What you will do => Provide only the number of lines in the records where "foliage" appears.

Supplied entries =>
# # # #

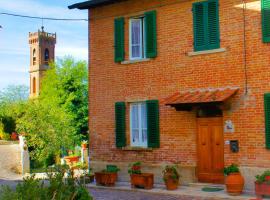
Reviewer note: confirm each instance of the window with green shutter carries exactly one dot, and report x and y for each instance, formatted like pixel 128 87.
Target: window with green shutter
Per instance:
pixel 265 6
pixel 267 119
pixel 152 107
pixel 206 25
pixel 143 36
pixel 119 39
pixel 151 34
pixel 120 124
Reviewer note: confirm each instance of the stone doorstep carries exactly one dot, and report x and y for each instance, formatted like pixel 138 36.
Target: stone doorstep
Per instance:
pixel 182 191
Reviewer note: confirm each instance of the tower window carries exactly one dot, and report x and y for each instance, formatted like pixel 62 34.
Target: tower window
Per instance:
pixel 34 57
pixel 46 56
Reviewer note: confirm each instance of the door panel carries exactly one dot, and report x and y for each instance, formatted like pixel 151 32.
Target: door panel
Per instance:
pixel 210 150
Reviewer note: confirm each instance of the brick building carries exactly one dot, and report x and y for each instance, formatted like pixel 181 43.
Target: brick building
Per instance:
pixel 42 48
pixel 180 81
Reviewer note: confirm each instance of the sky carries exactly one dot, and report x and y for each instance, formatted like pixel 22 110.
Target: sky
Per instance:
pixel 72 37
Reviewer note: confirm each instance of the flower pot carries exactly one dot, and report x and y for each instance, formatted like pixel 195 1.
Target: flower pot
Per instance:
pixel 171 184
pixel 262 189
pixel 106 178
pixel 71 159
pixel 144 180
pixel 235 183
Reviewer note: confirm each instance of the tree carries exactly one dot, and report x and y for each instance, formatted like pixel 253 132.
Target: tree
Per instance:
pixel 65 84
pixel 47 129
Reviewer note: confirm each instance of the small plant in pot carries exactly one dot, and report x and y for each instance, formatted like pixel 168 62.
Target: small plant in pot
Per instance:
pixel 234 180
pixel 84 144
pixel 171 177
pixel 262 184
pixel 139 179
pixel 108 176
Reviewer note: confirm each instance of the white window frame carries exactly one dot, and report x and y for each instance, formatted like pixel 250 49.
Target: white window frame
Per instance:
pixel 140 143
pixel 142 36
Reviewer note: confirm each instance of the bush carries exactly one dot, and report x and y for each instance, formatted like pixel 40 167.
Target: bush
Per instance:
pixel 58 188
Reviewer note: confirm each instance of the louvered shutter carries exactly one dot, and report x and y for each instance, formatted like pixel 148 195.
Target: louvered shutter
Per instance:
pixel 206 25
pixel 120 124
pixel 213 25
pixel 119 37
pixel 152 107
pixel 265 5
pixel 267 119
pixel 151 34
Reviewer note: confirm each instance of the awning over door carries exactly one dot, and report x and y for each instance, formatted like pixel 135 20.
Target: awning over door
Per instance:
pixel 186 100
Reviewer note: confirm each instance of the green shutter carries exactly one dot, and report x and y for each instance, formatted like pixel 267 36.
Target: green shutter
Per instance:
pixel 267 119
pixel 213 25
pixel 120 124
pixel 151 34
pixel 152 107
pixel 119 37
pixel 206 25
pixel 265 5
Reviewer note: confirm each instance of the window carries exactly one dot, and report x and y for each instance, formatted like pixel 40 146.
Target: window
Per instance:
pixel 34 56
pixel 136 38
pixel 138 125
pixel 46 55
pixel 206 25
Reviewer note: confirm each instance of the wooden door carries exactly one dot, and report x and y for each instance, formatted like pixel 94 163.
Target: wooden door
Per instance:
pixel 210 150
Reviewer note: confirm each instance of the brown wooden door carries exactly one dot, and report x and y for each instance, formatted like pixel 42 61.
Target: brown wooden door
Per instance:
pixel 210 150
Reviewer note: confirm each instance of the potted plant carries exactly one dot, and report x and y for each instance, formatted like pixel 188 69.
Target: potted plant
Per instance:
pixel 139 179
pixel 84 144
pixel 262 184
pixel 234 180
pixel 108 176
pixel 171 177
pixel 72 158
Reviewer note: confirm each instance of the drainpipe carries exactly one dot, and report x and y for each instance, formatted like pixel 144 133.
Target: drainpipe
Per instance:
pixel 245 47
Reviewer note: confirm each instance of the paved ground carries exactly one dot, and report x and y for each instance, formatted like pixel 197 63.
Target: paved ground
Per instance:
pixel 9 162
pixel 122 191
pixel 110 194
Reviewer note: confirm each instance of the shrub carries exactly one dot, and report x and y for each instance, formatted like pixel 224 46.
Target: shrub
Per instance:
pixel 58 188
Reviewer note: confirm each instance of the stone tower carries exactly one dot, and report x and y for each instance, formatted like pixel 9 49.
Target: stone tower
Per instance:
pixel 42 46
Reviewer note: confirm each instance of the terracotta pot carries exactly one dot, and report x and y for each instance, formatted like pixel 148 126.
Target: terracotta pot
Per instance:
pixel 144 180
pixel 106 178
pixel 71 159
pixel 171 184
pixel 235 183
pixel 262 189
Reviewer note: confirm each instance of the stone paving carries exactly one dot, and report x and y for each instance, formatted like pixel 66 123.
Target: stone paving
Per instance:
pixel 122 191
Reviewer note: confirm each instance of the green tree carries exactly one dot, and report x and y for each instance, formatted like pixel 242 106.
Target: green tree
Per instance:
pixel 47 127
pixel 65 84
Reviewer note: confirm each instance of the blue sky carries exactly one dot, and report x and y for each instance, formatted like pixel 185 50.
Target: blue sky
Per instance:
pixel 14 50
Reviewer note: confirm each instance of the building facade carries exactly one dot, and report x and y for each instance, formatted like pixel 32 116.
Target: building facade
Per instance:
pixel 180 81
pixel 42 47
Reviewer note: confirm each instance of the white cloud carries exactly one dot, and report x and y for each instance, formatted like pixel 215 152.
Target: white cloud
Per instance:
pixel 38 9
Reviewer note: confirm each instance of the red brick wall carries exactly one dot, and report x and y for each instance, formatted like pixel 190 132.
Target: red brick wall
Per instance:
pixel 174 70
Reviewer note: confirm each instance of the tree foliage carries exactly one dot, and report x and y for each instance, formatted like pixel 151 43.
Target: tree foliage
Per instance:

# # # #

Answer section => 2